* _Trecho selecionado_:
<<<<

Até o momento, com os repasses do Fundo Amazônia, foram inscritas 746 mil propriedades no CAR. Somadas, elas ocupam uma área equivalente ao território da Venezuela.

 

'Pente-fino' nos contratos

Em maio, o ministro Ricardo Salles disse que após um "pente-fino" nos contratos do Fundo Amazônia, teriam sido encontrados indícios de irregularidades nos serviços prestados por ONGs parceiras. Segundo o ministro, cerca de 30 contratos foram avaliados rigorosamente. No entanto, o ministério não divulgou o teor dos contratos ou o nome das ONGs envolvidas nos casos citados. Ao todo, 60 organizações sem fins lucrativos recebem recursos do Fundo Amazônia.

Apenas projetos de ONGS foram analisados na auditoria. Apesar disso, a maior parte dos recursos do Fundo Amazônia vai para instituições ligadas ao governo. Juntos, União, estados e municípios recebem R$ 1,113 bilhão dos R$ 1,860 bilhão contratados por meio do Fundo desde 2010, o que equivale a 60% do valor total do portfólio de projetos.

 

Em nota, o BNDES disse que não recebeu, até o final de julho, nenhum relatório, ofício ou comunicado formal do Ministério do Meio Ambiente sobre a conclusão da análise dos documentos disponibilizados pelo banco.

Segundo fontes ouvidas pelo G1, a análise pedida por Salles e parcialmente apresentada em maio teria dado início à estagnação no fundo. A equipe técnica e jurídica do BNDES responsável pelo Fundo Amazônia é pequena e, diante do pedido do ministério, teve que abandonar o processamento de novos projetos em detrimento do "pente-fino".

"Em fevereiro, a gente foi informado que eles [BNDES] iam ter que dar uma parada nas análises dos projetos aprovados em edital", relata Eduardo Ditt, secretário-executivo da IPÊ. "Isso foi em fevereiro. De lá para cá não tivemos mais notícias."

"Pelo que a gente sabe, está tudo parado [no Fundo Amazônia]. A equipe responsável no BNDES está focada em produzir informações para o Ministério do Meio Ambiente, e todo o resto está parado", diz André Guimarães, diretor executivo do IPAM.

 

Defesa do trabalho do BNDES

Em carta assinada por 51 integrantes e ex-integrantes da equipe técnica e jurídica do Fundo Amazônia, funcionários do BNDES criticaram os indícios de irregularidades levantados por Salles.

"O Fundo Amazônia é um dos mecanismos financeiros mais controlados e auditados do país e nenhuma das auditorias ou avaliações já feitas, inclusive a recentemente realizada pelo TCU, indicou qualquer tipo de irregularidade na gestão do Fundo", afirma o grupo em carta aberta.

>>>>

* _Objetivo do exercício_:
Com base no trecho sobre o Fundo Amazônia, responda:
1. Quantas propriedades foram inscritas no CAR com os repasses do Fundo Amazônia?
2. Quantas organizações sem fins lucrativos recebem recursos do Fundo Amazônia?
3. Quantos integrantes e ex-integrantes da equipe técnica e jurídica assinaram a carta de funcionários do BNDES?

(Registros de dados salvos)
<<<<

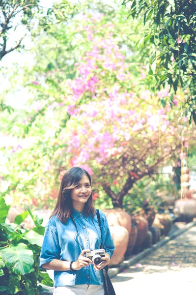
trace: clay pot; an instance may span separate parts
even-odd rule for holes
[[[162,226],[159,226],[160,224]],[[152,226],[160,228],[162,235],[167,236],[171,229],[172,224],[173,220],[169,215],[157,214]]]
[[[146,219],[148,223],[148,226],[151,226],[155,218],[157,211],[152,208],[146,211],[145,211],[144,210],[141,210],[139,213],[139,215],[143,216]]]
[[[136,244],[136,239],[138,236],[138,228],[134,226],[131,228],[131,233],[129,234],[129,240],[125,253],[125,257],[131,256],[133,249]]]
[[[174,196],[165,196],[163,201],[168,206],[173,206],[175,204],[175,197]]]
[[[187,217],[196,217],[196,200],[187,199],[177,200],[175,206],[178,209],[178,214]]]
[[[16,216],[22,214],[25,210],[16,205],[11,205],[7,218],[10,223],[13,223]]]
[[[189,174],[182,174],[180,177],[180,180],[182,182],[188,182],[190,180]]]
[[[148,224],[146,219],[143,216],[132,216],[132,218],[136,222],[138,227],[138,236],[133,252],[138,253],[146,236],[148,229]]]
[[[124,260],[129,240],[129,233],[125,228],[117,225],[109,227],[115,246],[115,250],[109,264],[110,266],[116,266]]]
[[[35,224],[30,215],[25,218],[23,222],[21,223],[21,226],[26,228],[28,230],[32,230],[32,229],[35,227]]]
[[[131,230],[131,217],[121,208],[105,209],[103,210],[106,215],[108,224],[111,226],[120,225],[127,230],[129,234]]]
[[[152,234],[150,231],[148,231],[144,238],[141,248],[142,249],[147,249],[150,248],[152,246]]]
[[[180,195],[181,194],[181,190],[179,191]],[[182,191],[183,197],[187,198],[187,199],[192,199],[193,197],[194,191],[191,190],[186,187],[184,187]]]
[[[188,167],[182,167],[181,169],[181,174],[189,174],[189,169]]]
[[[152,233],[152,243],[156,244],[160,240],[161,229],[151,226],[149,228],[149,230]]]

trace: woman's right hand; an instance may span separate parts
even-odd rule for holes
[[[89,263],[93,264],[92,260],[84,256],[85,252],[90,252],[90,250],[83,250],[78,258],[78,260],[72,264],[72,268],[74,270],[79,270],[84,266],[88,266]]]

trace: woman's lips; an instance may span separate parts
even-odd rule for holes
[[[84,199],[87,198],[87,196],[88,196],[87,195],[84,195],[84,196],[78,196],[79,198],[84,198]]]

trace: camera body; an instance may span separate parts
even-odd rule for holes
[[[89,258],[95,265],[100,264],[102,261],[102,257],[105,257],[106,251],[104,249],[91,250],[90,252],[85,252],[86,257]]]

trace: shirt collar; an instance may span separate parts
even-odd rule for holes
[[[76,219],[76,218],[77,217],[78,217],[79,216],[81,216],[81,215],[82,215],[83,217],[85,218],[85,219],[86,220],[87,220],[87,221],[88,220],[89,216],[85,216],[84,214],[83,211],[82,212],[78,212],[78,211],[77,211],[77,210],[76,210],[75,209],[73,208],[72,216],[74,219]]]

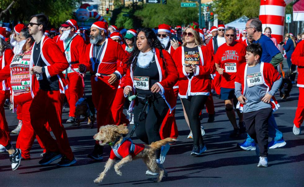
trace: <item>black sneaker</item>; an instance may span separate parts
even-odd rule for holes
[[[209,115],[209,118],[207,121],[208,123],[212,123],[214,121],[214,116],[215,115],[215,114]]]
[[[67,167],[73,165],[75,163],[76,159],[74,158],[73,157],[73,159],[71,160],[68,159],[66,156],[64,156],[61,158],[61,160],[57,163],[57,165],[60,167]]]
[[[21,149],[16,148],[15,152],[10,155],[10,160],[11,163],[11,169],[15,170],[20,165],[21,163]]]
[[[230,138],[236,138],[241,135],[239,133],[239,128],[234,129],[233,131],[230,134],[229,137]]]
[[[43,154],[43,158],[39,161],[39,164],[47,165],[62,157],[62,155],[59,153],[47,151]]]

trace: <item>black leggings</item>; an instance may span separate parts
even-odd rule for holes
[[[208,98],[208,96],[199,95],[189,96],[188,99],[182,98],[181,101],[188,117],[189,124],[193,135],[193,145],[204,145],[201,132],[201,122],[199,114]]]
[[[154,95],[154,98],[149,102],[147,114],[146,114],[147,110],[145,110],[140,119],[139,125],[135,130],[137,137],[147,144],[160,140],[159,128],[169,109],[168,105],[160,95],[158,93]],[[146,101],[145,99],[138,97],[136,99],[134,110],[134,125],[138,120],[139,114],[142,110]],[[160,149],[157,150],[156,153],[156,158],[159,158]]]

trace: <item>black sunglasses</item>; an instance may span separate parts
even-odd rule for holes
[[[31,22],[29,22],[29,26],[30,26],[31,27],[33,27],[33,26],[34,25],[41,25],[41,24],[38,24],[38,23],[32,23]]]
[[[158,34],[157,36],[160,38],[161,36],[162,36],[163,38],[166,38],[167,37],[167,34]]]

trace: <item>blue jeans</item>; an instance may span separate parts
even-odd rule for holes
[[[283,134],[279,130],[273,114],[268,120],[268,131],[269,136],[274,139],[275,141],[278,141],[283,138]],[[246,141],[250,142],[255,142],[254,140],[248,134],[247,134]]]

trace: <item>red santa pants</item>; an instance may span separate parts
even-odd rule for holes
[[[98,77],[97,81],[95,80],[95,77],[91,77],[91,85],[92,99],[97,110],[98,132],[101,126],[109,125],[113,121],[111,107],[116,95],[118,82],[117,81],[113,84],[110,84],[108,82],[110,77],[108,76]]]
[[[125,100],[125,98],[123,95],[123,88],[119,88],[117,89],[115,98],[111,108],[113,123],[116,125],[124,123],[127,124],[130,123],[127,119],[126,115],[123,112]]]
[[[296,127],[300,128],[304,120],[304,88],[299,87],[299,100],[298,107],[296,111],[296,117],[293,120],[293,123]]]
[[[178,88],[173,89],[176,100],[177,100],[178,96]],[[175,103],[176,104],[176,103]],[[168,110],[165,118],[163,121],[162,126],[159,130],[160,138],[163,139],[170,137],[172,138],[177,138],[178,136],[178,130],[175,120],[175,109],[174,109],[170,114],[170,109]]]
[[[31,124],[29,114],[29,107],[33,98],[30,93],[28,93],[14,97],[14,102],[20,106],[18,110],[22,110],[19,112],[22,114],[23,124],[18,136],[16,147],[21,149],[21,156],[25,159],[30,158],[29,151],[36,137],[38,143],[42,149],[44,149],[42,142],[36,135],[33,127]]]
[[[74,157],[68,136],[61,123],[64,94],[58,91],[39,90],[29,108],[31,123],[47,151],[58,151],[70,160]],[[48,122],[56,138],[52,137],[44,124]]]
[[[11,140],[3,108],[5,100],[9,96],[9,90],[0,90],[0,144],[5,147],[8,145]]]
[[[68,73],[69,89],[65,91],[65,96],[70,106],[69,116],[70,117],[75,117],[76,102],[83,95],[84,88],[83,86],[82,76],[75,73]]]

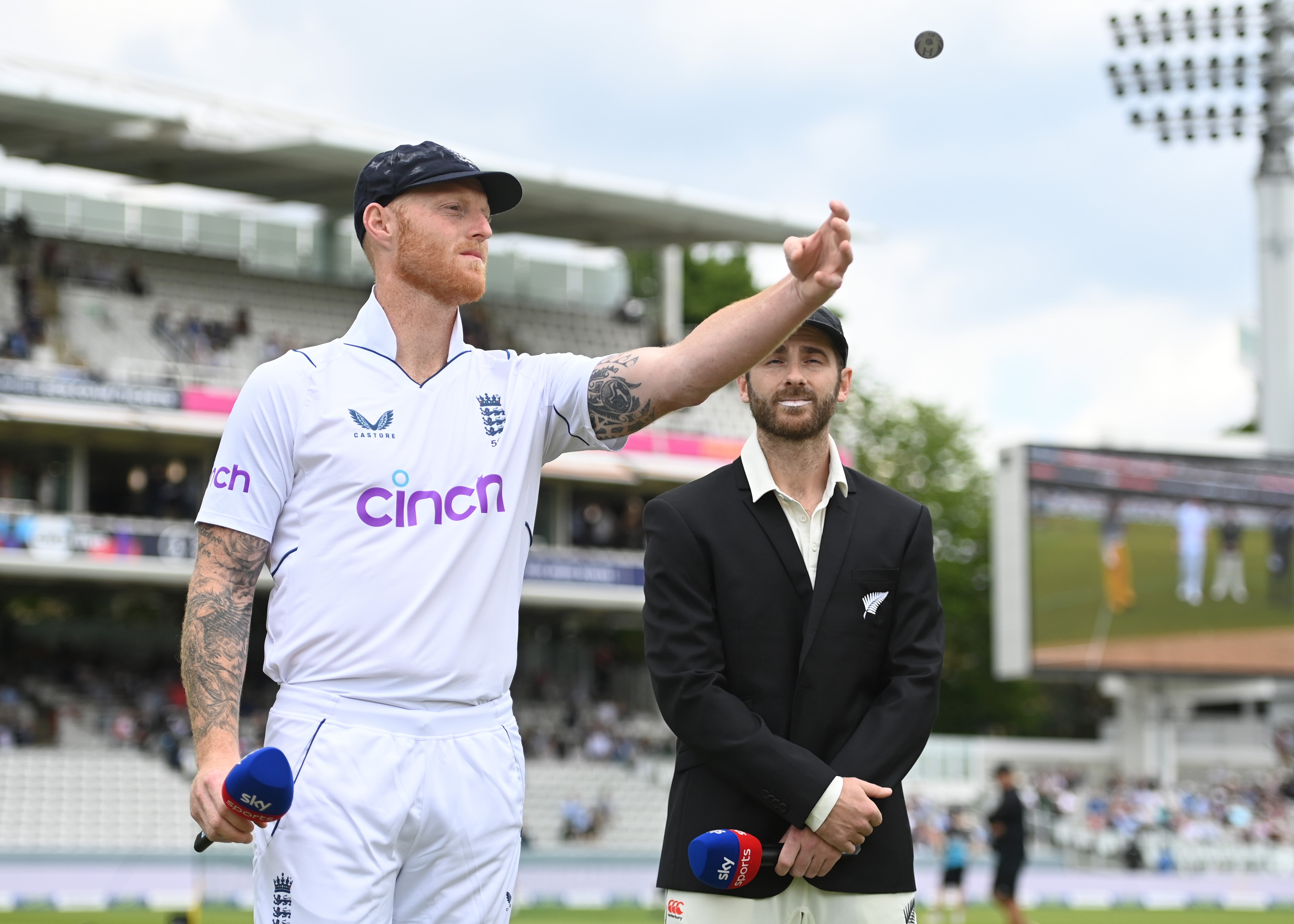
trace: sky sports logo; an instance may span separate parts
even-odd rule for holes
[[[360,494],[355,504],[355,512],[365,526],[396,527],[417,526],[419,514],[422,522],[428,521],[440,525],[445,517],[453,521],[467,520],[477,510],[489,513],[490,487],[494,488],[494,509],[499,513],[503,508],[503,476],[483,474],[476,479],[476,485],[457,485],[444,494],[440,491],[404,491],[409,486],[409,473],[396,469],[391,474],[391,483],[396,491],[384,487],[370,487]],[[389,501],[395,499],[392,509]],[[419,504],[423,507],[419,509]]]

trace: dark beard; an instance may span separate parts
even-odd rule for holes
[[[458,265],[461,242],[440,243],[431,236],[415,236],[405,225],[405,236],[396,253],[396,275],[405,283],[426,292],[446,305],[470,305],[485,295],[485,244],[477,244],[481,253],[480,273]]]
[[[836,381],[836,390],[827,394],[815,394],[809,388],[785,386],[765,398],[754,390],[749,379],[745,380],[745,386],[751,395],[751,415],[754,417],[756,426],[779,439],[800,442],[813,439],[831,423],[832,415],[836,414],[836,392],[840,390],[840,380]],[[796,399],[811,402],[813,414],[796,420],[779,417],[778,402]]]

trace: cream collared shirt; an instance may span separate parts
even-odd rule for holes
[[[836,491],[846,496],[849,495],[849,482],[845,479],[845,467],[840,461],[840,451],[836,448],[836,441],[828,434],[827,442],[831,445],[831,468],[827,472],[827,488],[822,492],[822,500],[818,501],[813,512],[806,510],[798,500],[779,488],[776,482],[773,481],[773,473],[769,470],[769,460],[765,459],[763,448],[760,446],[758,433],[752,433],[751,438],[745,441],[745,446],[741,447],[741,468],[745,469],[745,479],[751,482],[751,500],[758,500],[769,491],[776,495],[778,504],[782,505],[782,512],[787,514],[787,522],[791,523],[791,534],[796,538],[800,554],[805,560],[810,584],[817,584],[818,582],[818,549],[822,547],[822,529],[827,523],[827,504],[831,503],[831,498]],[[836,808],[836,800],[840,799],[840,792],[844,787],[845,781],[841,777],[831,781],[827,790],[822,793],[822,799],[818,800],[813,812],[809,813],[809,818],[805,819],[805,824],[810,831],[817,831],[827,821],[827,815]]]

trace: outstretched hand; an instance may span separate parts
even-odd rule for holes
[[[804,304],[823,305],[845,282],[845,270],[854,262],[850,238],[849,209],[835,199],[831,217],[811,236],[787,238],[782,249]]]

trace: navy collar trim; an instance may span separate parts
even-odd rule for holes
[[[430,376],[427,376],[427,379],[426,379],[424,381],[418,381],[418,380],[417,380],[417,379],[414,379],[414,377],[413,377],[411,375],[409,375],[408,372],[405,372],[405,371],[404,371],[404,366],[401,366],[400,363],[397,363],[397,362],[396,362],[395,359],[392,359],[391,357],[388,357],[388,355],[387,355],[386,353],[378,353],[377,350],[371,350],[371,349],[369,349],[367,346],[360,346],[358,344],[347,344],[347,342],[345,342],[344,340],[342,341],[342,344],[343,344],[344,346],[353,346],[353,348],[355,348],[355,349],[357,349],[357,350],[365,350],[365,352],[367,352],[367,353],[371,353],[371,354],[373,354],[373,355],[375,355],[375,357],[382,357],[382,358],[383,358],[383,359],[386,359],[387,362],[392,363],[392,364],[393,364],[393,366],[395,366],[395,367],[396,367],[397,370],[400,370],[401,372],[404,372],[404,377],[405,377],[405,379],[408,379],[409,381],[411,381],[411,383],[413,383],[414,385],[417,385],[418,388],[422,388],[422,386],[423,386],[423,385],[426,385],[426,384],[427,384],[428,381],[431,381],[431,380],[432,380],[432,379],[435,379],[435,377],[436,377],[437,375],[440,375],[440,373],[441,373],[441,372],[444,372],[444,371],[445,371],[446,368],[449,368],[449,363],[454,362],[454,361],[455,361],[455,359],[457,359],[458,357],[465,357],[465,355],[467,355],[468,353],[471,353],[471,350],[463,350],[462,353],[455,353],[454,355],[449,357],[449,359],[446,359],[446,361],[445,361],[445,364],[444,364],[444,366],[441,366],[441,367],[440,367],[439,370],[436,370],[436,371],[435,371],[435,372],[432,372],[432,373],[431,373]],[[309,359],[309,357],[307,357],[307,359]]]

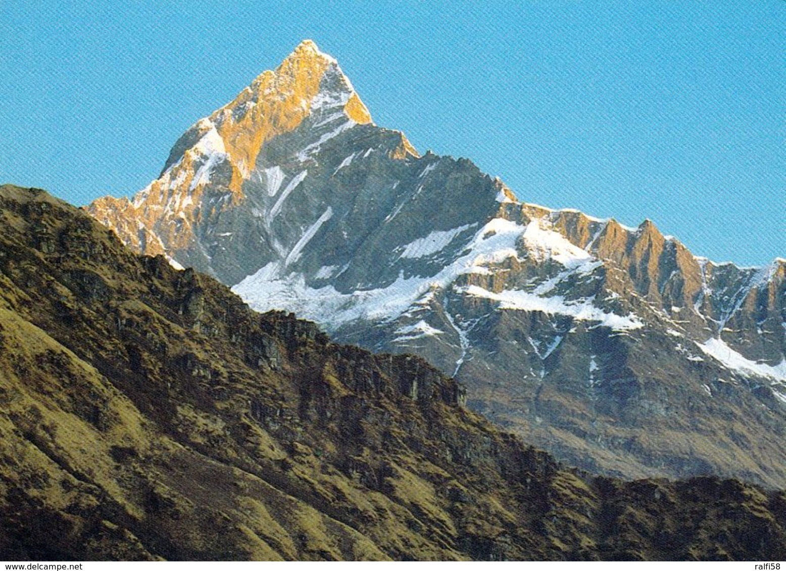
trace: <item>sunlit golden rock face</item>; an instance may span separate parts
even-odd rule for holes
[[[340,115],[353,125],[371,122],[336,60],[305,40],[277,69],[263,72],[232,102],[189,129],[160,176],[131,201],[105,197],[88,211],[139,252],[186,248],[195,226],[244,200],[244,182],[266,144],[315,112]]]

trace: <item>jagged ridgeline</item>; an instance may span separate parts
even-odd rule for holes
[[[256,309],[420,355],[571,464],[786,487],[784,260],[714,264],[648,220],[526,204],[468,160],[421,156],[311,42],[132,200],[90,212]]]
[[[0,223],[0,558],[786,558],[782,492],[565,468],[42,191]]]

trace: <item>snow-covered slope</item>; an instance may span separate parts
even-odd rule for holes
[[[426,357],[572,464],[786,486],[786,262],[713,264],[649,220],[527,204],[421,156],[313,42],[90,212],[257,309]]]

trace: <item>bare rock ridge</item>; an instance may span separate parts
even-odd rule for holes
[[[783,492],[567,469],[42,191],[0,221],[4,559],[786,557]]]
[[[471,408],[608,475],[786,486],[786,260],[714,264],[646,220],[520,201],[371,122],[307,42],[89,208],[333,338],[416,353]]]

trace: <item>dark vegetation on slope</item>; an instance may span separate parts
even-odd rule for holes
[[[2,558],[786,558],[783,492],[567,469],[42,191],[0,224]]]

>>>>

* _Solução proposta_:
1. 746 mil propriedades.
2. 60 organizações.
3. 51 integrantes e ex-integrantes.